# Given instruction 1:
In the entries, begin at the line that has "Please locate the sea" and go on through the last entry. Reproduce those lines with "carousel" changed to "merry-go-round" and nothing else altered.

# Supplied text:

The U.S. Supreme Court on Tuesday heard arguments in what could be one of the most significant immigrant rights cases in years. No, it wasn’t a challenge to the administration’s multiple Muslim travel bans, though indirect references to the bans were scattered throughout oral arguments. Instead, Tuesday’s case sought to answer the important question of what—if any—rights immigrants have to a bond hearing after detention.
Like Sessions v. Dimaya on Monday, Jennings v. Rodriguez is a carry-over case from last term, when the judges deadlocked 4 to 4 on how to resolve the issue of what, if any, due process rights detained immigrants have. And as in Dimaya, Justice Neil Gorsuch is likely to provide the deciding vote.

# Extracted data:
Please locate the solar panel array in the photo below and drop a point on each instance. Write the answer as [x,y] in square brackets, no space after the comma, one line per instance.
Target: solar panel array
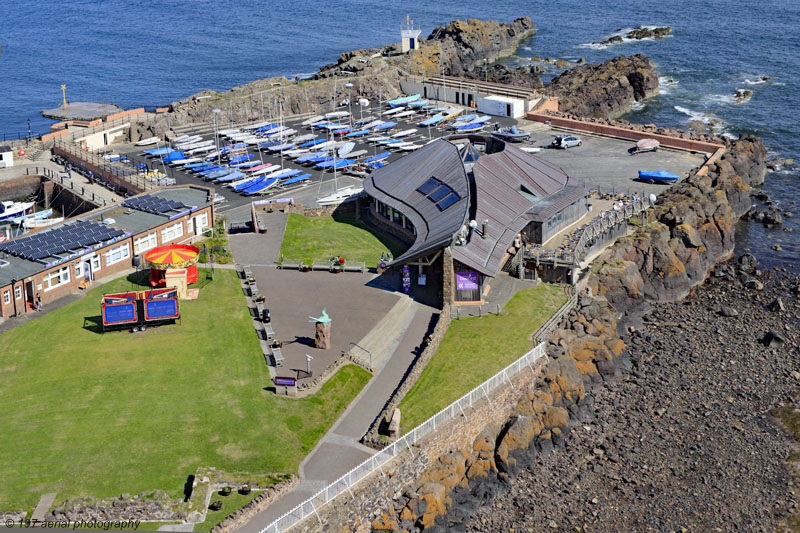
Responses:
[61,240]
[440,194]
[154,204]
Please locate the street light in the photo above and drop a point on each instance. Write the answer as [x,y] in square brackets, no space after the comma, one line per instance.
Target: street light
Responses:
[216,135]
[349,106]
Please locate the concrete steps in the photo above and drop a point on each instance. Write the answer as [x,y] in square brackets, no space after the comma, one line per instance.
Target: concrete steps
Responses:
[380,343]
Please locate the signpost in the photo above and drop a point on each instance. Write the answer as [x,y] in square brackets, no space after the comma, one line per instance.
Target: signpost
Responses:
[288,383]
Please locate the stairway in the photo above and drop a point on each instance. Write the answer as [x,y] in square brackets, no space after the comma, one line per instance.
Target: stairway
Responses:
[382,340]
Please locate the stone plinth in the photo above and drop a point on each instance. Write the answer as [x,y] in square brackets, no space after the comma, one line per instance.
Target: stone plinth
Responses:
[322,338]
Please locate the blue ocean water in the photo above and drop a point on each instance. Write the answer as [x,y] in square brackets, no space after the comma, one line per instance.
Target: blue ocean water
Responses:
[152,53]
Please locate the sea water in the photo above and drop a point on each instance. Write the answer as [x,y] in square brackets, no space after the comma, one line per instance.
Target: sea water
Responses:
[149,53]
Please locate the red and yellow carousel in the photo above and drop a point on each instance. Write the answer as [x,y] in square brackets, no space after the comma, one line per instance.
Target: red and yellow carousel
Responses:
[173,265]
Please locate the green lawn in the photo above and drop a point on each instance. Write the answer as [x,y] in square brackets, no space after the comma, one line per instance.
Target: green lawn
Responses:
[91,414]
[476,348]
[325,237]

# Given instruction 2:
Quote the Supreme Court passage in full, word for word.

# Correct answer 1:
Please locate the sea water in the photo above and drop a point on each instance. Write the answer as [x,y] in square brackets, no space after the comma, one line per instance.
Target: sea water
Responses:
[149,53]
Please locate the red and yellow merry-go-round in the photo above and drop a point on each instance. Write the answer as [x,y] in square brackets, no space after the comma, one line per instance.
Target: red and yellow merry-go-round
Responses:
[173,265]
Please locate the green lawn in the photo above and drop a point on each instance. Write the answer as [x,y] in square brackets, no space after the comma, one line per instance.
Target: green lawn
Responses:
[91,414]
[476,348]
[325,237]

# Correct answer 2:
The U.S. Supreme Court on Tuesday heard arguments in what could be one of the most significant immigrant rights cases in years. No, it wasn’t a challenge to the administration’s multiple Muslim travel bans, though indirect references to the bans were scattered throughout oral arguments. Instead, Tuesday’s case sought to answer the important question of what—if any—rights immigrants have to a bond hearing after detention.
Like Sessions v. Dimaya on Monday, Jennings v. Rodriguez is a carry-over case from last term, when the judges deadlocked 4 to 4 on how to resolve the issue of what, if any, due process rights detained immigrants have. And as in Dimaya, Justice Neil Gorsuch is likely to provide the deciding vote.